[Stored data entries]

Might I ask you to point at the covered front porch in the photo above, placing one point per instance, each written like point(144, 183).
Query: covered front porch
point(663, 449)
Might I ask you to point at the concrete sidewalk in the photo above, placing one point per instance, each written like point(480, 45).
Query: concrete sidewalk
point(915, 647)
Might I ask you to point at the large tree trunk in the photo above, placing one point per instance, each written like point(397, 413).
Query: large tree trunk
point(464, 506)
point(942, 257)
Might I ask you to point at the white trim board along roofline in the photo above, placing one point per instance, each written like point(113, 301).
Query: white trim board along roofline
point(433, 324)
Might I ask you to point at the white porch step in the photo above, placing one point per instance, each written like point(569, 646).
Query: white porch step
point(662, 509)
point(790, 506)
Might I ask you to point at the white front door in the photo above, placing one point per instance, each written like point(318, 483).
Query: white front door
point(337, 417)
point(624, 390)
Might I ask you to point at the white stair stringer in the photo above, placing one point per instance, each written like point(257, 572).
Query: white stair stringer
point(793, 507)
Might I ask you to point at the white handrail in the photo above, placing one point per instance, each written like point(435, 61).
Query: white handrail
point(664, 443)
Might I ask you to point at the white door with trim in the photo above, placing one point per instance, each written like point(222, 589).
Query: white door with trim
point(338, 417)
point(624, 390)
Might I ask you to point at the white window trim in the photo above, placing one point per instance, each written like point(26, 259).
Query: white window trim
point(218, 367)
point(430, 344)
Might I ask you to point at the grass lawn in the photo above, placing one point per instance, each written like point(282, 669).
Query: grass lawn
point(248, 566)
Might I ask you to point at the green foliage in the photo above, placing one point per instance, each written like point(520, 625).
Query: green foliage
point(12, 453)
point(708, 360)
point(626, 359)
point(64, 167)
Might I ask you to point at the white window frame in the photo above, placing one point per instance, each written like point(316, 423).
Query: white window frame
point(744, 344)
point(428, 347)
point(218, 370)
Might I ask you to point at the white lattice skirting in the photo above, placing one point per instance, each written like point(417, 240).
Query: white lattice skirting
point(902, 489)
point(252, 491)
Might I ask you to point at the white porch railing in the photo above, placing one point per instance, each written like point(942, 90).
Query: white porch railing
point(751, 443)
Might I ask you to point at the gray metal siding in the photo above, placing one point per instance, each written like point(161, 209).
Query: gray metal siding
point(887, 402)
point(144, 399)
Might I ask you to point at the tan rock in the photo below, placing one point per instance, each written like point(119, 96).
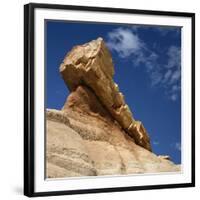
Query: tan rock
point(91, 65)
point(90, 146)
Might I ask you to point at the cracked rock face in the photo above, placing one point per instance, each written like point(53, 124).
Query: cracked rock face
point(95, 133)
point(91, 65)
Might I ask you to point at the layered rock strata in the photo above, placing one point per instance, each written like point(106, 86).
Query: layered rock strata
* * *
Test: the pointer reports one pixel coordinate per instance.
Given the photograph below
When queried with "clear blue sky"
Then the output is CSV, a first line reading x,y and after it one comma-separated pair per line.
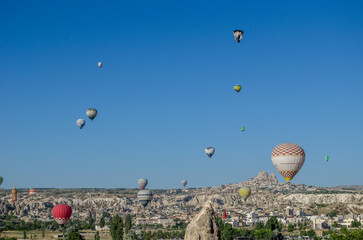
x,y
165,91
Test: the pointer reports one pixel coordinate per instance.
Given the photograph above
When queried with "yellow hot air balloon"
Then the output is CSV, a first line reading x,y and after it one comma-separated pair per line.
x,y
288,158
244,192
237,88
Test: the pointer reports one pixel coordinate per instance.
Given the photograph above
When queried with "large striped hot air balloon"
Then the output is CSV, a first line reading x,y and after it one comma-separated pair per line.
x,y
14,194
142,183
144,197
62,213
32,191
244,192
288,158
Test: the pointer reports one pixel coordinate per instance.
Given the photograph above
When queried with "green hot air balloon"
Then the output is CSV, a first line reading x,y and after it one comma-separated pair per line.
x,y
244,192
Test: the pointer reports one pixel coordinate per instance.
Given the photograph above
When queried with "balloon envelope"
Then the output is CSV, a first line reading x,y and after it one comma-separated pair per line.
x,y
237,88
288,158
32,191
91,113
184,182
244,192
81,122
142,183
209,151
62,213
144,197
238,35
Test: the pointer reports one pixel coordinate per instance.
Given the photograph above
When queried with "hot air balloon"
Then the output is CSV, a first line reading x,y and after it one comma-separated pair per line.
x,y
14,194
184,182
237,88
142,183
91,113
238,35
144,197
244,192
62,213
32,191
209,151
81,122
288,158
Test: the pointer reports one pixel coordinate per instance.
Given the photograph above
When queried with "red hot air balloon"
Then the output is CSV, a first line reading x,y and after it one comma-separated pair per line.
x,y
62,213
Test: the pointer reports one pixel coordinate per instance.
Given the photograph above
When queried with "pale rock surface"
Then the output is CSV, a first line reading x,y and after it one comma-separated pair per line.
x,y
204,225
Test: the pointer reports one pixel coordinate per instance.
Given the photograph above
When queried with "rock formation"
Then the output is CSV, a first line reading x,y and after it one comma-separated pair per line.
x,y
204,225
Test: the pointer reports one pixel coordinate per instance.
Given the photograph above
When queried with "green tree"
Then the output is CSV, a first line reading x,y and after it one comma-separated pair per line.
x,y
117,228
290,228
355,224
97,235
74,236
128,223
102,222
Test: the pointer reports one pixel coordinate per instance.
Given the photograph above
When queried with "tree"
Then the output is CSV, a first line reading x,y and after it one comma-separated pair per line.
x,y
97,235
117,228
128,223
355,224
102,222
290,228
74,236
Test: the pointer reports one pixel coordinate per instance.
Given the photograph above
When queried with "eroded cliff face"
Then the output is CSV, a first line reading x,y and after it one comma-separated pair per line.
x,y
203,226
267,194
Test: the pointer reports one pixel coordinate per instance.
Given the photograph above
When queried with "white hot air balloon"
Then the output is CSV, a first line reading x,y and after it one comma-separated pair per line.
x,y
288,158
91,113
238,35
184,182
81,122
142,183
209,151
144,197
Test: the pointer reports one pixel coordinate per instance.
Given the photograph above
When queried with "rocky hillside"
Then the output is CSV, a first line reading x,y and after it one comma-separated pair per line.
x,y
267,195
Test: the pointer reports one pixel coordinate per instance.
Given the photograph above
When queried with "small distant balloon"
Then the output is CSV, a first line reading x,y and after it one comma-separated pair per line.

The problem — Report each line in the preceding entries that holds the string "layered".

Problem solution —
Might I ask you to point at the layered rock strata in the photo above, placing one point per instance, each written like point(106, 86).
Query: layered rock strata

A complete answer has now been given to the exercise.